--- start ---
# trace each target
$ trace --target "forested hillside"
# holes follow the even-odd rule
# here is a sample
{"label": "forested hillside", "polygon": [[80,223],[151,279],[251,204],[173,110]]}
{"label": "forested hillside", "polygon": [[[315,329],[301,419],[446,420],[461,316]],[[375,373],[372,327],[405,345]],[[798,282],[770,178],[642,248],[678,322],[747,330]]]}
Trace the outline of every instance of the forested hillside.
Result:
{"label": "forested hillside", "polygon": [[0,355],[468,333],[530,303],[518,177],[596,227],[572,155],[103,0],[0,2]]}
--- end ---
**The exercise**
Copy every one of the rows above verbatim, changing nothing.

**Output of the exercise**
# trace each target
$ trace --target "forested hillside"
# holes follow the even-odd rule
# here is a sample
{"label": "forested hillside", "polygon": [[80,223],[151,279],[251,204],[173,110]]}
{"label": "forested hillside", "polygon": [[[315,329],[301,419],[446,420],[461,316]],[[375,373],[372,327],[405,345]],[[798,282],[770,178],[642,248],[678,322],[747,330]]]}
Trace the outline of every instance of the forested hillside.
Result:
{"label": "forested hillside", "polygon": [[0,355],[468,333],[530,303],[518,177],[596,227],[572,155],[103,0],[0,2]]}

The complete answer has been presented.